Saved data entries:
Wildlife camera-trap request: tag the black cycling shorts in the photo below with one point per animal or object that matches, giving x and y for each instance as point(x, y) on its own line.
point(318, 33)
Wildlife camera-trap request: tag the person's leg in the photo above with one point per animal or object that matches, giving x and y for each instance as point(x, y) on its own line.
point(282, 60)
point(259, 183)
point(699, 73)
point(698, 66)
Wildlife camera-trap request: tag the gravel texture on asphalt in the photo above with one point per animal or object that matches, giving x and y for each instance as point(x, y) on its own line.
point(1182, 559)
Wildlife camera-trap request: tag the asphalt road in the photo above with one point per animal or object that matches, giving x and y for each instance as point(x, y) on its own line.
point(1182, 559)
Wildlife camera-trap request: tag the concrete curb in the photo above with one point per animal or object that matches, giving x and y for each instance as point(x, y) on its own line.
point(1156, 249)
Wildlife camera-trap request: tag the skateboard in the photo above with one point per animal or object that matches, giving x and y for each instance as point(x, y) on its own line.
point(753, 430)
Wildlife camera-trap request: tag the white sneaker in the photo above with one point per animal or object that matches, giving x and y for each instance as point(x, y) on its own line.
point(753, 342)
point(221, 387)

> EXERCISE TASK:
Could you reproduce all of the lines above word for word, from the first to the last?

> WRITTEN SOLUTION:
Wildlife camera-trap request: tag the black cycling shorts in the photo below with one point per animal or object that matches, giving x and y for each instance as point(x, y) on its own line.
point(318, 33)
Wildlife camera-trap request: tag the person's leg in the photo above with one point per animal or object that matches, giving x and y for each instance as point(x, y) on its own line.
point(282, 60)
point(259, 183)
point(699, 73)
point(698, 66)
Wildlife camera-trap request: tag the gravel texture on asphalt in the photo above with one point per animal or object that matches, giving x and y for each instance as point(x, y) on its own line.
point(1182, 559)
Wildlife camera-trap request: tag the asphalt road in the photo above with one point per animal or object that matches, giving x and y for each instance as point(x, y) on its own line.
point(1182, 559)
Wildlife camera-trap request: tag the concrete curb in the photo above with one point per animal or object that matches, giving x and y for each instance as point(x, y) on its own line.
point(1156, 249)
Wildlife camera-trap request: tag the skateboard in the photo above with one point per animal or object that matches, giving x and y for each instance as point(x, y) on its own line.
point(753, 430)
Wildlife camera-trap request: tag the white sneaker in the photo above with one point per animal or object that matches, giving x and y for each instance as point(x, y) on its own line.
point(753, 342)
point(221, 387)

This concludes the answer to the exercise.